Requirement
Reproduce the entries below verbatim, omitting the pictures.

Entries from a point-labeling set
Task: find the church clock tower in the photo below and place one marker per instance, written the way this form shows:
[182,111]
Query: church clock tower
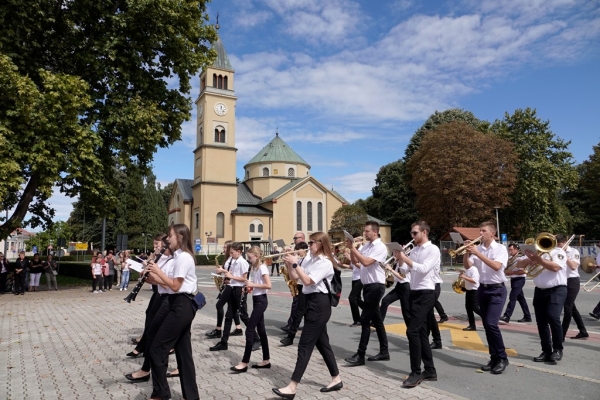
[215,190]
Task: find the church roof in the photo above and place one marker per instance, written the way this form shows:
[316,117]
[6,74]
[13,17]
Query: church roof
[277,150]
[222,61]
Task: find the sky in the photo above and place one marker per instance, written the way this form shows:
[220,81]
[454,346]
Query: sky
[347,83]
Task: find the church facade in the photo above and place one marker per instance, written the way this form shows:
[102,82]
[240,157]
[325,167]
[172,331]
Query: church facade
[277,196]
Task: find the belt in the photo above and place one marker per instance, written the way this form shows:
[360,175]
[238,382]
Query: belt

Correct answer
Task: find the church clock tower in the photo below and place one marker per instance, written the way this form shows:
[182,111]
Query: church clock tower
[215,190]
Task: find the church roof in the photo above and place one marker per instance, written the way this form shows:
[316,117]
[6,74]
[13,17]
Query: church roof
[277,150]
[222,61]
Task: find the sky in the photo above and place one marker per instance, written the way this form shows:
[220,81]
[454,346]
Query: sky
[347,83]
Task: find the church facade in the photo above and place one marker per instance, written the way this form shows:
[102,82]
[240,157]
[325,167]
[172,331]
Query: church facade
[277,196]
Task: find the belt in the photo above and place one marker per instance, written the way this form shows:
[360,175]
[238,382]
Query: belt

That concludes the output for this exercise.